● **УСЛОВИЯ ЗАДАНИЙ**:
**1)** Определите, согласуются ли с отрывком о Евгении Шварце следующие утверждения: (а) отец хотел, чтобы Шварц подписывался фамилией Ларин; (б) поезда, проходящие близко от дачи, мешают Шварцу; (в) Шварц родился в 1896 году. Для каждого утверждения ответьте «да» или «нет» и точно процитируйте решающие слова отрывка.
**2)** Продублируйте фрагмент отрывка о Евгении Шварце между словами "Уж лучше сказки" и "этого не могу." включительно.

● **ПРЕДОСТАВЛЕННЫЙ ОТРЫВОК**:
Евгений Шварц. 125 лет со дня рождения
Автор: Анастасия ЛаданаускенеЕвгений Львович Шварц (21 октября 1896 — 15 января 1958) — писатель, сценарист, драматург, поэт. Сказочник.
Цитаты
Пишу всё, кроме доносов.
Уж лучше сказки писать. Правдоподобием не связан, а правды больше.
Стыдно убивать героев для того, чтобы растрогать холодных и расшевелить равнодушных. Терпеть я этого не могу.
Кроме знаний, которые имеют названия, есть душевный опыт — драгоценный, но безымянный.
Отец мой, который считал, что русский писатель должен носить русскую фамилию, хотел, чтобы я подписывался — Ларин, но я всё как-то не смел решиться на это.
Мы часто переезжали, когда я был маленький. Помню поезда. Помню огромные залы, буфетные залы, где ждали мы пересадки. Тоненькие макароны, которые почему-то считал свойственными только вокзалам и которые иногда с соответствующей мясной подливкой и теперь напоминают мне детское ощущение дороги, праздника. Поездки всегда были для меня праздником. Мне и теперь непонятно, когда меня спрашивают; не мешают ли мне поезда, которые проходят довольно близко от нашей дачи. Не мешают, а радуют; особенно когда слышу их сквозь сон.

● **ИМЕЮЩИЕСЯ ДАННЫЕ**:

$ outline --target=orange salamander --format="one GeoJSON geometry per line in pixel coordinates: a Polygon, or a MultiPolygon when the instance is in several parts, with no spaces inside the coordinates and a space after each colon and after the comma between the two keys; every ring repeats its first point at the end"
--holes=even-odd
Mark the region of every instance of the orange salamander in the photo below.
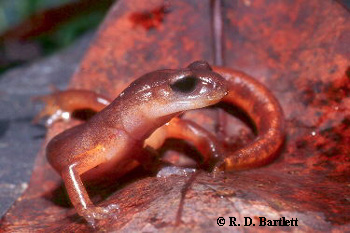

● **РЕШЕНИЯ ПО ЗАДАНИЯМ**:
**1)**
(а) Да: «хотел, чтобы я подписывался — Ларин».
(б) Нет: «Не мешают, а радуют; особенно когда слышу их сквозь сон».
(в) Да: «21 октября 1896».

**2)**
Уж лучше сказки писать. Правдоподобием не связан, а правды больше.
Стыдно убивать героев для того, чтобы растрогать холодных и расшевелить равнодушных. Терпеть я этого не могу.